Stated goal = Edit the items starting at the first line and ending at the line containing "x=207, y=102", changing each "instance" to "object" and keeping everything else the same. Return only those lines.

** Begin Listing **

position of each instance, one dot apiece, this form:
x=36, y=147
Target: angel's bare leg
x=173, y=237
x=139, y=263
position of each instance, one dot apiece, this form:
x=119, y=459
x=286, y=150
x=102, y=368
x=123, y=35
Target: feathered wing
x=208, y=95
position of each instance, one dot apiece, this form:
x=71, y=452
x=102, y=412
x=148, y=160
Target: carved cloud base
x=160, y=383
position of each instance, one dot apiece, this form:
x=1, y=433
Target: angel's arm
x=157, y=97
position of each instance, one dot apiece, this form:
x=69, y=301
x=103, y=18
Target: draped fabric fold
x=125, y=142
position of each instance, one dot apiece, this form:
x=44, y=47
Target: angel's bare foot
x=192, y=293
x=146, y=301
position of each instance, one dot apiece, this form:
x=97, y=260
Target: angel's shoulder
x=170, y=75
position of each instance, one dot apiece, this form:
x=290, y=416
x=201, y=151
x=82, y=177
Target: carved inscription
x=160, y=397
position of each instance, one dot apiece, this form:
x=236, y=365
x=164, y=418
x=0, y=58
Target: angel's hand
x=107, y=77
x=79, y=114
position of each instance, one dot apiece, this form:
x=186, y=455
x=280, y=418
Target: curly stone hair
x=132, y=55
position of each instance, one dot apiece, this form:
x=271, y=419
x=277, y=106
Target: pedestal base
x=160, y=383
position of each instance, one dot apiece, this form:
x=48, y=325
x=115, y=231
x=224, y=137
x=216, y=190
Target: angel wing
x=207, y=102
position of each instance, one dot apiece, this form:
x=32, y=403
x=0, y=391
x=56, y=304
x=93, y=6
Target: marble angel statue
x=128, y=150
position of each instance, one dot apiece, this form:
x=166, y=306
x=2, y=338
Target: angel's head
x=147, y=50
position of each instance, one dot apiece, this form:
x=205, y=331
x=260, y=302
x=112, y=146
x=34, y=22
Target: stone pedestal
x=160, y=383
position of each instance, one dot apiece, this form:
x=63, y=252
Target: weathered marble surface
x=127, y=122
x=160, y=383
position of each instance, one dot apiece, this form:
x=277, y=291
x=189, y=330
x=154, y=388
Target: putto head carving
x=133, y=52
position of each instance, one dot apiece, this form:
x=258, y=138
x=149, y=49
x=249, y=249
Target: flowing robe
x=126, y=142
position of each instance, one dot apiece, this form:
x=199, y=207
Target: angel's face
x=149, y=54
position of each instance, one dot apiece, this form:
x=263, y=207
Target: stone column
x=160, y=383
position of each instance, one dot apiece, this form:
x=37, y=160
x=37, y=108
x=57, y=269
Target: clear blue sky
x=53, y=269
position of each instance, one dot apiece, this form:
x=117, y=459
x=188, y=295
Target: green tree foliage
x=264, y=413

** End Listing **

Full output =
position of each object, one dot apiece, this form:
x=36, y=147
Target: angel's bare leg
x=173, y=237
x=139, y=263
position of each object, one dot apiece, this form:
x=119, y=459
x=286, y=150
x=102, y=368
x=123, y=35
Target: feathered wing
x=208, y=95
position of each object, one dot apiece, this form:
x=71, y=452
x=102, y=412
x=148, y=160
Target: carved cloud base
x=160, y=383
position of each object, one dot apiece, this form:
x=1, y=433
Target: angel's arm
x=157, y=97
position of each object, one dot apiece, this form:
x=69, y=301
x=103, y=18
Target: draped fabric fold
x=125, y=142
position of each object, one dot apiece, this form:
x=44, y=47
Target: angel's bare foot
x=192, y=293
x=146, y=301
position of each object, one dot apiece, this form:
x=97, y=260
Target: angel's shoulder
x=170, y=75
position of each object, one dot apiece, this form:
x=290, y=416
x=201, y=151
x=82, y=177
Target: carved inscription
x=160, y=397
position of each object, one dot apiece, this form:
x=236, y=365
x=164, y=418
x=0, y=58
Target: angel's hand
x=107, y=77
x=79, y=114
position of each object, one dot apiece, this form:
x=186, y=455
x=280, y=418
Target: curly stone hair
x=132, y=55
position of each object, one dot apiece, this form:
x=271, y=419
x=277, y=106
Target: pedestal base
x=160, y=383
position of each object, one dot apiece, this form:
x=48, y=325
x=115, y=231
x=224, y=137
x=216, y=190
Target: angel wing
x=207, y=102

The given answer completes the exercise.